● EXERCISE BRIEF
Your response should consist of the data that follows, repeated in full without alteration.

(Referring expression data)
◆ ◆ ◆ ◆ ◆

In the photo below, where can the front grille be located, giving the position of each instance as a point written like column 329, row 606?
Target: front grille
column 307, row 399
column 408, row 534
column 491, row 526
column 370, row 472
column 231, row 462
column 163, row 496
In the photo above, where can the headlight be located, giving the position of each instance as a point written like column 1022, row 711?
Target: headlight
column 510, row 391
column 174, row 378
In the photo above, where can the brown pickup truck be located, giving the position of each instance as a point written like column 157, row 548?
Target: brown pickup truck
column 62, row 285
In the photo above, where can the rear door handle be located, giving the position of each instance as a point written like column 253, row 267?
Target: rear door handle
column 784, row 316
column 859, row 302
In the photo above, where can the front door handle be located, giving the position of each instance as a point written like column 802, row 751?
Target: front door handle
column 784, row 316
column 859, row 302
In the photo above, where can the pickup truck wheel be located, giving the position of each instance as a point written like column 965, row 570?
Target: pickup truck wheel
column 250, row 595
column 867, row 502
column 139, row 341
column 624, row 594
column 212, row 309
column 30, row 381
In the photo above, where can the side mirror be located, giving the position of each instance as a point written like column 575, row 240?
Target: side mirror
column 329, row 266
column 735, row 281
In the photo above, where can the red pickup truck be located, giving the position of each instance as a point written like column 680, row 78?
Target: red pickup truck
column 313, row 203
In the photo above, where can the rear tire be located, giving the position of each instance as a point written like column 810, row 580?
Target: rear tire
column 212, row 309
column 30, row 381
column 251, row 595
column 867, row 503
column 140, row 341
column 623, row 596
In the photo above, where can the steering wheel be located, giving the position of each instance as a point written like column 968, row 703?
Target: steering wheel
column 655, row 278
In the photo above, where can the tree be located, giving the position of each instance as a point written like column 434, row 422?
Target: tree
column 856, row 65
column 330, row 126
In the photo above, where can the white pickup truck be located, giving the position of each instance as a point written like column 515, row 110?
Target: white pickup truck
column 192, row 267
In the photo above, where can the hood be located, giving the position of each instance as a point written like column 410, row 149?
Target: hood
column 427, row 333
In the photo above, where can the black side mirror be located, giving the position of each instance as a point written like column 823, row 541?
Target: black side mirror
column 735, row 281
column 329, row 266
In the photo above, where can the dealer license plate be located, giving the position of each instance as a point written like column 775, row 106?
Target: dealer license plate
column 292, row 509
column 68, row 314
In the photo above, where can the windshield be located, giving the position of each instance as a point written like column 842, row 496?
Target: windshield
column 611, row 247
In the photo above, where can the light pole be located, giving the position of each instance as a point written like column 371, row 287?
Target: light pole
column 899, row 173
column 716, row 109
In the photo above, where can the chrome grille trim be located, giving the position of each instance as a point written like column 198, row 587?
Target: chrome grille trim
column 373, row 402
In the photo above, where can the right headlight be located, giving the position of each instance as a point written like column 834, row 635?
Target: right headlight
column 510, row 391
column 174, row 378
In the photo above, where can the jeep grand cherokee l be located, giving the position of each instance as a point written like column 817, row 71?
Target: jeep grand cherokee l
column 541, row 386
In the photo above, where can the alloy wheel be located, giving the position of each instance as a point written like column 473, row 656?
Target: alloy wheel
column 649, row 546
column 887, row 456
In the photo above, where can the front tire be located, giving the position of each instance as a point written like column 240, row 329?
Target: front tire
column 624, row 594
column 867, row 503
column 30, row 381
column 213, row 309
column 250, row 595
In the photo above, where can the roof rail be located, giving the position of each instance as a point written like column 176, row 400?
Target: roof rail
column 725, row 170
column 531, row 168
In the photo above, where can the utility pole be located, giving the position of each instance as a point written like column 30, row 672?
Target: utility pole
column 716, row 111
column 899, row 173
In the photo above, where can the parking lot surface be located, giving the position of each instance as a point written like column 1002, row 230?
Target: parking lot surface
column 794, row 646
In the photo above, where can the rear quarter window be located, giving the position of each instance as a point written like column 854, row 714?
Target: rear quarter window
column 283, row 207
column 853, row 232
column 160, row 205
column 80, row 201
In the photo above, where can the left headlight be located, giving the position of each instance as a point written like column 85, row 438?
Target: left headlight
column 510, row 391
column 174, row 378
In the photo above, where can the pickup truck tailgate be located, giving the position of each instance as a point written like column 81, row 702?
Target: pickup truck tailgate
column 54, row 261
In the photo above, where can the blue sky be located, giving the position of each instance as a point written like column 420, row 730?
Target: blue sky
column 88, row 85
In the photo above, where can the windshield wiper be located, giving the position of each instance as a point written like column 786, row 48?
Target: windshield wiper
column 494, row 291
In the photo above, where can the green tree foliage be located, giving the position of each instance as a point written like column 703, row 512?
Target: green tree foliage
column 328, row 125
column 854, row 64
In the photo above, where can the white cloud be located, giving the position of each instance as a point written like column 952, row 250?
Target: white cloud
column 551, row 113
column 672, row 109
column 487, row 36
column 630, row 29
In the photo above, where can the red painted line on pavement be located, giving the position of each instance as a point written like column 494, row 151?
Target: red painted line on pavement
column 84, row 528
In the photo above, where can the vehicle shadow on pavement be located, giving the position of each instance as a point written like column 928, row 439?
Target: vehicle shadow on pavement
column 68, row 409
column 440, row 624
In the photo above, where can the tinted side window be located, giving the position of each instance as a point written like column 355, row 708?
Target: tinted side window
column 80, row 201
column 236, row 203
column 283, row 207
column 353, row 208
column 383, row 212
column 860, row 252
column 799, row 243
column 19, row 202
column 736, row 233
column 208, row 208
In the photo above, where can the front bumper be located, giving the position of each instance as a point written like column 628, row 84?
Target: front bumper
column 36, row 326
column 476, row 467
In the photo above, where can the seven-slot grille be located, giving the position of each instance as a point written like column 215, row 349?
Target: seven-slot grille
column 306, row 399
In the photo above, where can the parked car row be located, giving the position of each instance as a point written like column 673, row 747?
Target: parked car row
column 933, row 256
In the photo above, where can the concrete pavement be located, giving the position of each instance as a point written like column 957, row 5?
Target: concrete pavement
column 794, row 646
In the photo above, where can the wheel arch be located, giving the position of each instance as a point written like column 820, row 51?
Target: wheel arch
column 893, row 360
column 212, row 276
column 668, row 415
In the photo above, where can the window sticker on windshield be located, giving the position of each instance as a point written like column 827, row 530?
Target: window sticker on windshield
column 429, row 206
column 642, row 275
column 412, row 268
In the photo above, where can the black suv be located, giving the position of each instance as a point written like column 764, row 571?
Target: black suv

◆ ◆ ◆ ◆ ◆

● ANSWER FOR THIS EXERCISE
In the photo below, where can the front grille be located, giving the position of each instance as a point written like column 329, row 606?
Target: front grille
column 307, row 399
column 408, row 534
column 491, row 526
column 370, row 472
column 231, row 462
column 163, row 496
In the photo above, where can the headlight be located, giving the position of each instance as a point written like column 1022, row 711?
Target: headlight
column 510, row 391
column 174, row 378
In the photo above, where can the brown pickup truck be located, giving the position of each instance as a point written like column 157, row 548?
Target: brown pickup truck
column 62, row 285
In the photo above, where can the rear door handle be located, giving the position of each instance as a point written like column 253, row 267?
Target: rear door handle
column 784, row 316
column 859, row 302
In the photo above, where can the front door handle be located, giving the position of each instance as a point written like column 802, row 751?
Target: front door handle
column 784, row 316
column 859, row 302
In the photo above, where can the pickup truck wheel be located, giving the position of each instance as a point written like column 965, row 570?
Target: pickup truck wheel
column 250, row 595
column 867, row 502
column 139, row 341
column 624, row 594
column 212, row 309
column 30, row 381
In the photo above, where can the side mirror be located, giving the position of each instance as a point written like column 575, row 240?
Target: side mirror
column 329, row 266
column 735, row 281
In the photo above, where can the red pickup truck be located, giving the position of each instance as a point written like column 680, row 78?
Target: red pickup truck
column 313, row 203
In the photo above, where can the rear tire be located, giving the position of each instance as a point written like column 810, row 580?
Target: rear tire
column 212, row 309
column 30, row 381
column 251, row 595
column 867, row 503
column 140, row 341
column 623, row 596
In the photo above, where can the steering wheel be located, giving the position of each instance as a point written like column 968, row 703?
Target: steering wheel
column 655, row 278
In the photo above, where can the tree be located, giving the position of each instance as a point written like column 434, row 422?
Target: tree
column 856, row 65
column 330, row 126
In the photo above, where can the white pickup truck be located, giving the position of each instance as a point written like column 515, row 110?
Target: white pickup truck
column 192, row 267
In the photo above, where can the hood be located, giving the position of each instance as a point written like column 410, row 149?
Target: hood
column 427, row 333
In the photo above, where can the black side mirror be located, giving the position of each instance as a point written like column 823, row 541?
Target: black side mirror
column 735, row 281
column 329, row 266
In the photo above, where can the dealer license plate be located, giving the position of each instance as a point written like column 775, row 106?
Target: dealer license plate
column 292, row 509
column 68, row 314
In the photo above, where can the windshield be located, giving the position of each instance as a point written like column 842, row 496?
Target: windshield
column 611, row 247
In the photo above, where can the light pole be located, giving the position of each instance as a point written like column 371, row 287?
Target: light pole
column 899, row 173
column 716, row 109
In the photo above, where can the chrome grille trim be located, giving the position of each instance as a point written like column 198, row 587?
Target: chrome grille trim
column 373, row 402
In the photo above, where can the right headlight be located, giving the position of each instance as a point written like column 834, row 635?
Target: right headlight
column 510, row 391
column 174, row 378
In the photo above, where can the jeep grand cherokee l be located, giving the position of each instance as a point written like column 817, row 71?
Target: jeep grand cherokee l
column 541, row 386
In the photo above, where can the alloy wheel be located, giving the position of each instance as a point written like column 473, row 656?
Target: alloy wheel
column 649, row 546
column 887, row 456
In the photo above, where can the front tire be located, giving the position of each instance as a point written like column 240, row 329?
Target: front tire
column 624, row 594
column 867, row 503
column 30, row 381
column 213, row 309
column 250, row 595
In the photo above, where can the roof rail be located, giving the position of each instance as a point written like column 176, row 400?
Target: roof rail
column 725, row 170
column 531, row 168
In the photo above, where can the utility pole be located, giving the position of each instance as a point written like column 30, row 672?
Target: utility pole
column 716, row 111
column 899, row 173
In the photo above, where can the parking lot surface be located, giving the position of each instance as a point written like column 1002, row 230?
Target: parking lot surface
column 794, row 646
In the photo above, where can the rear quarter window be located, giving the position of each instance as a point written like column 854, row 714?
Target: rear quarter window
column 283, row 207
column 853, row 232
column 160, row 205
column 80, row 201
In the photo above, where can the left headlight be located, giving the position of each instance as a point written like column 85, row 438?
Target: left headlight
column 510, row 391
column 174, row 378
In the photo above, where can the pickup truck tailgate be located, giving the position of each instance as a point written like column 81, row 702?
Target: pickup truck tailgate
column 54, row 261
In the photo above, where can the blue sky be located, giving the position of each instance as a point written like column 420, row 730?
Target: blue sky
column 88, row 85
In the photo above, where can the windshield wiper be located, giving the position of each instance as a point written like column 786, row 48?
Target: windshield wiper
column 494, row 291
In the photo above, where can the green tree foliage be located, giving the position of each instance as a point written like column 703, row 512?
Target: green tree foliage
column 328, row 125
column 854, row 64
In the photo above, where can the white cloud be located, giving the position of each instance as a point written like column 952, row 250?
Target: white cloud
column 551, row 113
column 672, row 109
column 487, row 36
column 630, row 29
In the photo above, where can the red painted line on pavement be located, giving the position of each instance as a point written like column 494, row 151?
Target: red painted line on pavement
column 84, row 528
In the photo above, where can the vehicle shadow on pavement be located, giving the position of each instance as a point written like column 928, row 439?
Target: vehicle shadow on pavement
column 68, row 409
column 440, row 624
In the photo above, where can the tinted side window be located, giving the position of each instance as a point written like column 355, row 708?
Target: tinted side window
column 80, row 201
column 236, row 203
column 283, row 207
column 353, row 208
column 383, row 212
column 860, row 252
column 799, row 243
column 19, row 202
column 736, row 233
column 208, row 208
In the photo above, where can the front bumper be located, giving the position of each instance as a point written like column 628, row 84?
Target: front bumper
column 36, row 326
column 476, row 467
In the photo above, where can the seven-slot grille be located, giving the position of each instance as a point written like column 215, row 349?
Target: seven-slot grille
column 306, row 399
In the photo above, where can the parked car row be located, giving the position of each instance as a point written like column 673, row 747?
Target: parked car row
column 933, row 256
In the photo above, where can the concrete pavement be located, giving the position of each instance as a point written like column 957, row 5?
Target: concrete pavement
column 794, row 646
In the photo above, where can the wheel arch be located, giving the position of each instance as a point written like column 820, row 51?
Target: wheel arch
column 893, row 360
column 212, row 276
column 668, row 415
In the photo above, where can the window sticker on windshield be located, giving the position of each instance as a point written like column 827, row 530?
Target: window sticker on windshield
column 429, row 206
column 642, row 275
column 412, row 268
In the photo above, where can the black suv be located, giving the position of each instance as a point written like column 764, row 571?
Target: black suv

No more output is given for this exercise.